# start of Input for this task
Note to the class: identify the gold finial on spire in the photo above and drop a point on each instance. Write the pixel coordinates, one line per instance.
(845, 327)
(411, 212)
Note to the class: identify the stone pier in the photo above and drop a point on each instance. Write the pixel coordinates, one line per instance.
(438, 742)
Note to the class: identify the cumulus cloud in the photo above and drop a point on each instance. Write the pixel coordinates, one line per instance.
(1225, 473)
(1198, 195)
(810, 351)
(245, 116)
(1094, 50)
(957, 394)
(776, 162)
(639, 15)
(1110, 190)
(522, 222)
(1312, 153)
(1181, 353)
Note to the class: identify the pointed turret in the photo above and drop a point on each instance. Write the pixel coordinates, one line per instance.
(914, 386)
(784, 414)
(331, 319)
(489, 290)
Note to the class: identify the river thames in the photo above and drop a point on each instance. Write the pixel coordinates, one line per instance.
# end of Input for this task
[The task]
Please rescale the entries above: reproduce every line, requests included, with each point coordinate multiplied by 1.5 and rounded to a whole number, halves rounding up.

[Exercise response]
Note to the class: identify the gold finial on spire in the photo above and drop a point on each instance. Write the pixel coordinates, one line per instance.
(1268, 491)
(617, 318)
Note to the class: identify the stone pier in the photo above and drop a point on each instance. Write the pixel coordinates, one line per instance.
(657, 1113)
Note to the class: identify the cumulus cloud in the photo above and drop a point on each instance. Write the pixel coordinates, one line per instance.
(1838, 710)
(1797, 293)
(1215, 527)
(368, 174)
(1641, 75)
(1436, 591)
(1164, 243)
(959, 23)
(1665, 285)
(783, 333)
(1968, 230)
(1772, 530)
Note to the class: identify the pointed turret in the photo above and drop a point on each instance. Write the pixel coordinates, one line per instance.
(1371, 579)
(1176, 621)
(497, 479)
(734, 435)
Note to the class: identify the river thames in the photo above and drop a point on each instance. Write the pixel coordinates, one line per instance.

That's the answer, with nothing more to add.